RAW RECORDS:
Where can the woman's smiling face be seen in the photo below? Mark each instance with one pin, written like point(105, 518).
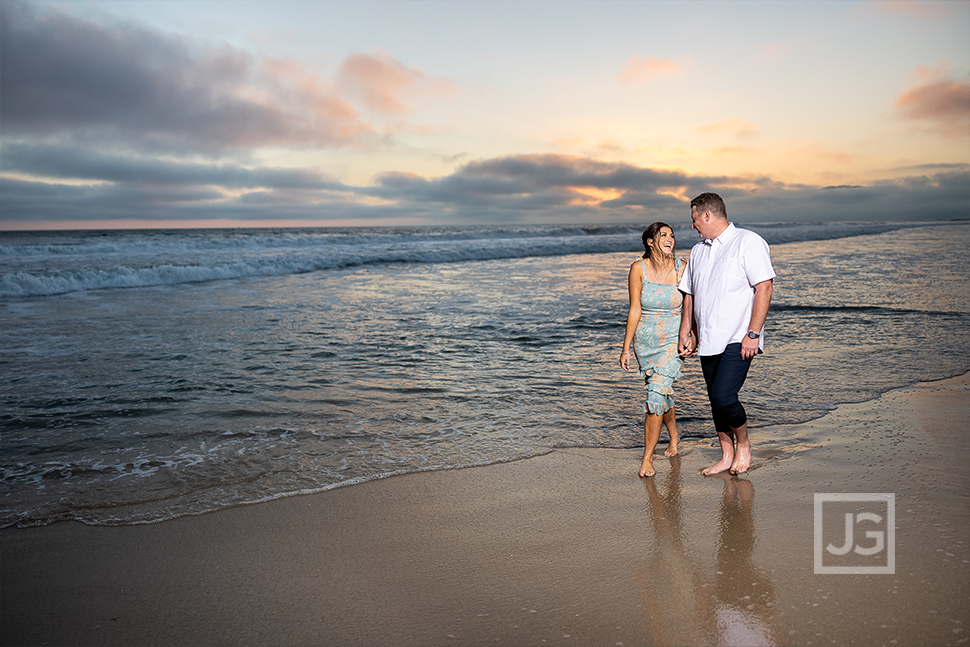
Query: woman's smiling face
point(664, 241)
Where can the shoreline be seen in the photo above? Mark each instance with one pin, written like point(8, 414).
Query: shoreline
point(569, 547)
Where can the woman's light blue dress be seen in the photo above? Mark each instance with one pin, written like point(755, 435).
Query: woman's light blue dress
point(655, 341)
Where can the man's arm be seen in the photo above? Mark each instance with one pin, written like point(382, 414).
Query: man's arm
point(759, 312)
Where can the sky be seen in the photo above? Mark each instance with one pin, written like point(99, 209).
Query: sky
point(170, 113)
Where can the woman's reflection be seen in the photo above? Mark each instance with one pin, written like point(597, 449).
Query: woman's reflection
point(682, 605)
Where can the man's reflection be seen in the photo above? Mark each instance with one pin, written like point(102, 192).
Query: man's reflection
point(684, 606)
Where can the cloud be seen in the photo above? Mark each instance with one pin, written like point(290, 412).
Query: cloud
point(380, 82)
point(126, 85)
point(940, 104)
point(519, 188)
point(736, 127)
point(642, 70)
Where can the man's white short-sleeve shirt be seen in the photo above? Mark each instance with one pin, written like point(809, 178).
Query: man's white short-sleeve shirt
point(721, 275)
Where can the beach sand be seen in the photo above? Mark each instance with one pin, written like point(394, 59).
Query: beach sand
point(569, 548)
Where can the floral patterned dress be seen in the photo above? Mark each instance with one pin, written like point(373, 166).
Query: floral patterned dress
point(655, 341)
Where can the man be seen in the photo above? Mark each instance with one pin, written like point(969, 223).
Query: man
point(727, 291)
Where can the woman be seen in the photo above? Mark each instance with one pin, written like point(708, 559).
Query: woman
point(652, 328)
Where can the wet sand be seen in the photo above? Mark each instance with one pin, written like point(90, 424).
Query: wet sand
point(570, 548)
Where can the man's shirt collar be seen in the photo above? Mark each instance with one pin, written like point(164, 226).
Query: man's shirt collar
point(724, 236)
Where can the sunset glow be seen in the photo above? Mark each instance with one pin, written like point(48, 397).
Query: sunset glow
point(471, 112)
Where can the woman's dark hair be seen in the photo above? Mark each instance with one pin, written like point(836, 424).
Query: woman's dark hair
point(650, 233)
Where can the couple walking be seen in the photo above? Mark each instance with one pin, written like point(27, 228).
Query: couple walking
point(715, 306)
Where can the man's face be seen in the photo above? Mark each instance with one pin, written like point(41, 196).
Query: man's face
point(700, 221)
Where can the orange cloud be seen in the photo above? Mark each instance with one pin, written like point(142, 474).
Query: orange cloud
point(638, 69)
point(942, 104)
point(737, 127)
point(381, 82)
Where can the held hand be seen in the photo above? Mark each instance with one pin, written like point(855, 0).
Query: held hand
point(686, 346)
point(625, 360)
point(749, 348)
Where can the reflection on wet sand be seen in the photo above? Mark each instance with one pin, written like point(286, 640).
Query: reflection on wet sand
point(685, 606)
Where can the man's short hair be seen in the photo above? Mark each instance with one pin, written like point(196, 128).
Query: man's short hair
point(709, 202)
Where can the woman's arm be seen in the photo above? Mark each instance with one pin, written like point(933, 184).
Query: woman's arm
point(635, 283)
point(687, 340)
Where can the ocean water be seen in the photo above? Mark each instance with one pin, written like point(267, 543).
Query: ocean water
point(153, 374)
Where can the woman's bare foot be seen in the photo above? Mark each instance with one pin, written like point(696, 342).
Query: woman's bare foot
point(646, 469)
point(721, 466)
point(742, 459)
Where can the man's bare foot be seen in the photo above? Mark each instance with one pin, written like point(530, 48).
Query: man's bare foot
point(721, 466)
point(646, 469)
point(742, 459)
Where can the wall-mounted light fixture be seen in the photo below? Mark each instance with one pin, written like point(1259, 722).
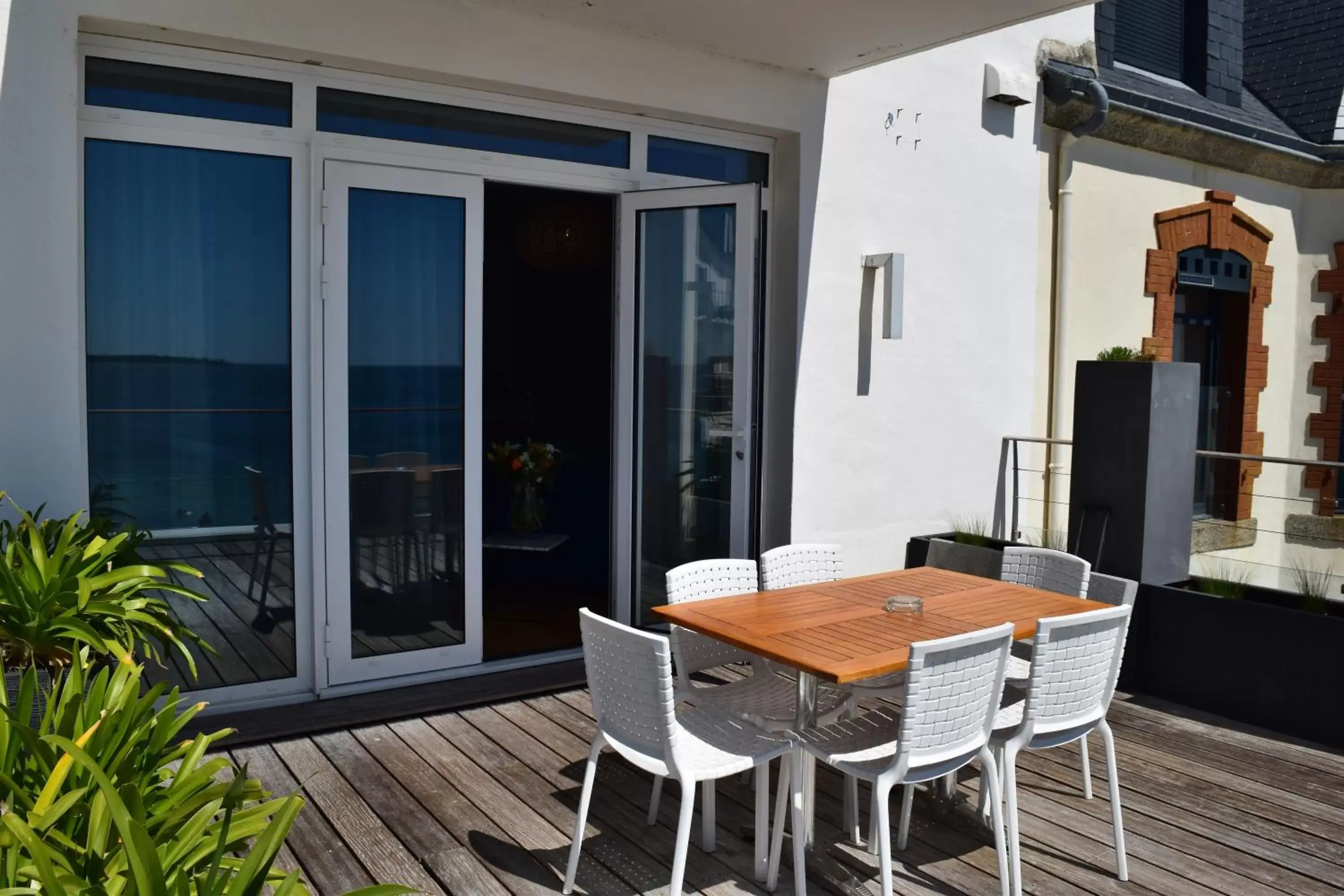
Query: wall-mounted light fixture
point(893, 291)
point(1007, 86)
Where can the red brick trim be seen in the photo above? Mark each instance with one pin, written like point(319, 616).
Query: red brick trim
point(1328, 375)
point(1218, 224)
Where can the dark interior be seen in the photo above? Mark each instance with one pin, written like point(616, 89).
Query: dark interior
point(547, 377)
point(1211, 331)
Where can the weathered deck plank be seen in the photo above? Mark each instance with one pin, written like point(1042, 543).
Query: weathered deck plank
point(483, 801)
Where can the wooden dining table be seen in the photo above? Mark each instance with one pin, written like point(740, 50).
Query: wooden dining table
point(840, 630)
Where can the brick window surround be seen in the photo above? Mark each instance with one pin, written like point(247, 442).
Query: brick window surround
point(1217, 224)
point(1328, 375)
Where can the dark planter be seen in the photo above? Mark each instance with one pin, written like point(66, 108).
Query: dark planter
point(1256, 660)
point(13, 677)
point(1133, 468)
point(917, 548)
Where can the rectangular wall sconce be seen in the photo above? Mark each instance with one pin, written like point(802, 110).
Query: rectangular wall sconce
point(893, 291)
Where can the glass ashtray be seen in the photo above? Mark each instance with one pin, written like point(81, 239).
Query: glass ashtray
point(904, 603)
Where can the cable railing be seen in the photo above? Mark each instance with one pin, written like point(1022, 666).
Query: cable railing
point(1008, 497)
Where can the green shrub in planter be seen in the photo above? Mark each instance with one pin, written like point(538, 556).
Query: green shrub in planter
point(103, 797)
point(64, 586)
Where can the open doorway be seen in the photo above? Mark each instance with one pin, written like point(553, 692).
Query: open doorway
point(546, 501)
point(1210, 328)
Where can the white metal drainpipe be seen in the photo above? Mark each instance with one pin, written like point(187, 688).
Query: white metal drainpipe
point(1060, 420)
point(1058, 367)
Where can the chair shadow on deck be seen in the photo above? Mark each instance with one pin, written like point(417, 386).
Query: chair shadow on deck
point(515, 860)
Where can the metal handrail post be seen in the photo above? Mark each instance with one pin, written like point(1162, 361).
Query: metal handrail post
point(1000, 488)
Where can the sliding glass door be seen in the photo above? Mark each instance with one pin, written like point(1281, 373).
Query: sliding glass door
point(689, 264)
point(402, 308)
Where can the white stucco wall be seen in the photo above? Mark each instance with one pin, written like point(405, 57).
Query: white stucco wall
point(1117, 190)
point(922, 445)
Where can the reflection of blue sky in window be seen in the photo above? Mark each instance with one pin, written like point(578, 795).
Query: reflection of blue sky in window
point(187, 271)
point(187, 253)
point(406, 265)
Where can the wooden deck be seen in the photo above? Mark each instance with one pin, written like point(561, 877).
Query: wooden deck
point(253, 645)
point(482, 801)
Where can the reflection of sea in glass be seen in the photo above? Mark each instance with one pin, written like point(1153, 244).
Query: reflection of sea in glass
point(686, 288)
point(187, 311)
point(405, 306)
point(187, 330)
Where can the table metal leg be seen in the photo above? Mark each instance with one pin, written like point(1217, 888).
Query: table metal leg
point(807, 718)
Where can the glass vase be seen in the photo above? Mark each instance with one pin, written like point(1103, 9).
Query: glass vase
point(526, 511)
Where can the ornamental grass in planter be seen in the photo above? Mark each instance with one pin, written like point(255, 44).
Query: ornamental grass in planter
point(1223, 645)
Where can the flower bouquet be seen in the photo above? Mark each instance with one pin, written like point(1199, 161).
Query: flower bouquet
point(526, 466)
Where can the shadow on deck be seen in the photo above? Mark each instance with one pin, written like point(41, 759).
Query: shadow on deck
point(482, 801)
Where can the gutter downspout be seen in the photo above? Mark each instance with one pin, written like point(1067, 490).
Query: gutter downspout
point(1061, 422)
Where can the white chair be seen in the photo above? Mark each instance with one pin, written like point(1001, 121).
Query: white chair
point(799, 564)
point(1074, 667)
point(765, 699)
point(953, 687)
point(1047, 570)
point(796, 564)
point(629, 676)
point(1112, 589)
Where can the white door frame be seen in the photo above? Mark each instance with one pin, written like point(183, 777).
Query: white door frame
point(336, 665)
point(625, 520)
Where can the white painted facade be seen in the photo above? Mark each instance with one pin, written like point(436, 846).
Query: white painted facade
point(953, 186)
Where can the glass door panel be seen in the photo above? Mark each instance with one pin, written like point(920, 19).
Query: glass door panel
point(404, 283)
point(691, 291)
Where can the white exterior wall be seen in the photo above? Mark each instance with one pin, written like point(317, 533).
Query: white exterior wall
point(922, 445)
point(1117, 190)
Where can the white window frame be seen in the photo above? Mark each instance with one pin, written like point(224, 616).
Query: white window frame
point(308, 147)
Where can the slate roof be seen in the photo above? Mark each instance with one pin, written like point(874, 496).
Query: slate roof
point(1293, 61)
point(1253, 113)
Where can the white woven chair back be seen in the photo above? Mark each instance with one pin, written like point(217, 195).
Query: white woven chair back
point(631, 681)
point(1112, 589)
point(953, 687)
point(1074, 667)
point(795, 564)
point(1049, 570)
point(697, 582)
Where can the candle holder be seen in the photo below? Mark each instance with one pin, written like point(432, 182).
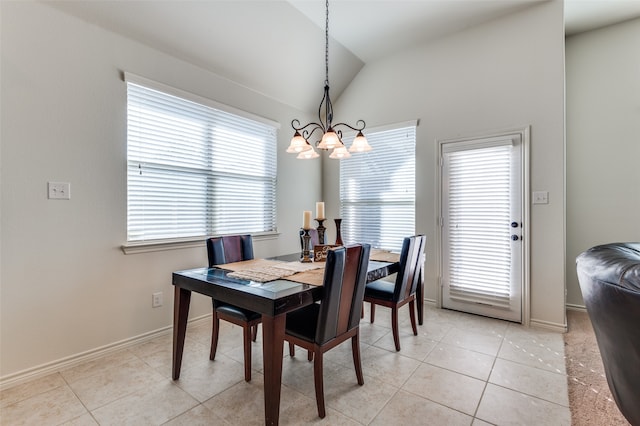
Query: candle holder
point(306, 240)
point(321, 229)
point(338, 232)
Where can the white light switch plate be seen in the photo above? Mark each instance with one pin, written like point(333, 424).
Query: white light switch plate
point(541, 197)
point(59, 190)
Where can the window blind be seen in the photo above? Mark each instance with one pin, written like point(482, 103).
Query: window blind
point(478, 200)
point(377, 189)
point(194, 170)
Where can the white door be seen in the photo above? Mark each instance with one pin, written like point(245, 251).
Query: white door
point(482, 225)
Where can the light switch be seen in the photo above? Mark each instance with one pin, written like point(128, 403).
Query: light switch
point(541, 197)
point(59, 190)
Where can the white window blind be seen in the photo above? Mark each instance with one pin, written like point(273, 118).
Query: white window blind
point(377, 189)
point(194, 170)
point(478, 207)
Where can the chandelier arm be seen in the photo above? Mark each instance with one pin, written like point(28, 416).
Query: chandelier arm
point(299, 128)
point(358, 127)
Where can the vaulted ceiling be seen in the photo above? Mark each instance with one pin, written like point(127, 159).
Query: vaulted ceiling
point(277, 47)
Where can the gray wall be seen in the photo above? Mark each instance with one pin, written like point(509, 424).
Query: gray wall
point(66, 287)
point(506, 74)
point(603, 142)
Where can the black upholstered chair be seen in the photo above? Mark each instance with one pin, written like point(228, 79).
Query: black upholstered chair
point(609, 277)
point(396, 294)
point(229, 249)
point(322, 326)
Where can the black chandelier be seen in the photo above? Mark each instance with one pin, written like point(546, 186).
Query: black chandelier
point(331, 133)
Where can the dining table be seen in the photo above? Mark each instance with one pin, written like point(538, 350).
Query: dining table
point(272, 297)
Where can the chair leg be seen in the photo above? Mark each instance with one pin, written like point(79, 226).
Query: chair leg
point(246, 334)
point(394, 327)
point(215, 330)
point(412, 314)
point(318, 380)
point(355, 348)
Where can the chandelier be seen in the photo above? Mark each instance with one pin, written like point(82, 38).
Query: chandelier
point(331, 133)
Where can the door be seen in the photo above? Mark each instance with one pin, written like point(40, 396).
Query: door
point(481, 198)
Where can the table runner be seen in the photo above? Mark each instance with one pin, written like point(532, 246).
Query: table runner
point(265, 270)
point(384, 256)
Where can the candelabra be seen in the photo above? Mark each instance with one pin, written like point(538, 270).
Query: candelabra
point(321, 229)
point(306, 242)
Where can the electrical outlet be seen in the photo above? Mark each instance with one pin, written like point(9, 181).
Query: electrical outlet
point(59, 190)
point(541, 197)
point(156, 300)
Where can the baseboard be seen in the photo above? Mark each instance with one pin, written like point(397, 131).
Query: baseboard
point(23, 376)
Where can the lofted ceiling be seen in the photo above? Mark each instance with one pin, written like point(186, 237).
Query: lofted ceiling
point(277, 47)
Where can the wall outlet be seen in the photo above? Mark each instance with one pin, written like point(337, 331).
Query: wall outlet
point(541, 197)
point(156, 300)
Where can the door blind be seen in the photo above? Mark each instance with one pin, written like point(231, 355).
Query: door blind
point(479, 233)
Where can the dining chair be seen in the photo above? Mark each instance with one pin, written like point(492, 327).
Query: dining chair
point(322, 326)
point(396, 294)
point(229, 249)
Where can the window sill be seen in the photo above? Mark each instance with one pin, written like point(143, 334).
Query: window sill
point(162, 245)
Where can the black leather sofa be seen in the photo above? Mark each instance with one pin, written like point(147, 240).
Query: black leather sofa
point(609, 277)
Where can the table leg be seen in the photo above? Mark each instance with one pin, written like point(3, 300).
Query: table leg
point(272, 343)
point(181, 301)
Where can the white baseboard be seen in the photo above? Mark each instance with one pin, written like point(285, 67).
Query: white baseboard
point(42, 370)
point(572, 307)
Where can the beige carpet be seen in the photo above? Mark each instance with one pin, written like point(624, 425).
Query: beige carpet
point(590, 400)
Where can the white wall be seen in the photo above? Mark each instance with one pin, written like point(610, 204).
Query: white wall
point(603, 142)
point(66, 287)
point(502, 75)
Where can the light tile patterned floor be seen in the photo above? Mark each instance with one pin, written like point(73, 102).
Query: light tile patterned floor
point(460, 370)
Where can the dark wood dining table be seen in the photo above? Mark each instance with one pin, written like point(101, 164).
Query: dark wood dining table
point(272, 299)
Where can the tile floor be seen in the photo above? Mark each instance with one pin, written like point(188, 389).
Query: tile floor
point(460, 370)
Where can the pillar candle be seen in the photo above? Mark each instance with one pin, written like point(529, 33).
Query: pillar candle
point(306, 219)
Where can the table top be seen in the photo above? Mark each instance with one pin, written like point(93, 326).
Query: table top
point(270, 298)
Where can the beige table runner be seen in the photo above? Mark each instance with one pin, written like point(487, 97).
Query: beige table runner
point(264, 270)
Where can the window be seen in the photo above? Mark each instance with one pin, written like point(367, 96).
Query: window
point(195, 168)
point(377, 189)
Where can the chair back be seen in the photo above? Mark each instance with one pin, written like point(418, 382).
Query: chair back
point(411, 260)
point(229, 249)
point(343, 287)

PROBLEM TO SOLVE: Quote the material above word for word, from its first line through the line containing "point(652, 328)", including both ends and omitting the pictures.

IN RESPONSE:
Where can the woman's smiling face be seen in the photo below? Mark each instance with one pin, written like point(105, 518).
Query: woman's smiling face
point(664, 241)
Where can the shoreline be seen in the photo above? Mark each instance with one pin, written like point(8, 414).
Query: shoreline
point(569, 547)
Where can the woman's light blue dress be seen in the photo above? Mark each instance with one pin, written like point(755, 435).
Query: woman's light blue dress
point(655, 341)
Where can the man's arm be seen in the photo above? Mark each instance with one pin, written like point(382, 414).
Query: man's arm
point(759, 312)
Where can the sky be seen in the photo above? Mark each instance with one pin, written like point(99, 209).
Query: sky
point(170, 113)
Where can the woman's reflection be seen in the photo above? Mark each instance with one pin, written like point(597, 449).
Query: woman's reflection
point(682, 605)
Where can the man's reflection be seen in the photo above? Mark each instance with one pin, written like point(102, 192).
Query: man's reflection
point(684, 606)
Where can the cloud be seen in the photo above? Mark each instance with one pin, written like point(290, 412).
Query: cloud
point(380, 82)
point(126, 85)
point(940, 104)
point(519, 188)
point(736, 127)
point(642, 70)
Where can the man's white short-sleeve shirt be seen in the photo above? Mark each instance with one pin, written like point(809, 178).
Query: man's white short-sleeve shirt
point(721, 275)
Where can the beach sand be seen in the photo above? Mark each instance with one pin, written like point(394, 59).
Query: beach sand
point(569, 548)
Where can the floral patterned dress be seen in the photo above? Mark each instance with one pin, written like point(373, 166).
Query: floral patterned dress
point(655, 341)
Where can the man be seen in the photo above? Mark each instance with one pin, written like point(969, 223).
Query: man
point(727, 291)
Where can the woman be seen in the photo above? Mark each instance with one pin, written like point(708, 559).
Query: woman
point(652, 328)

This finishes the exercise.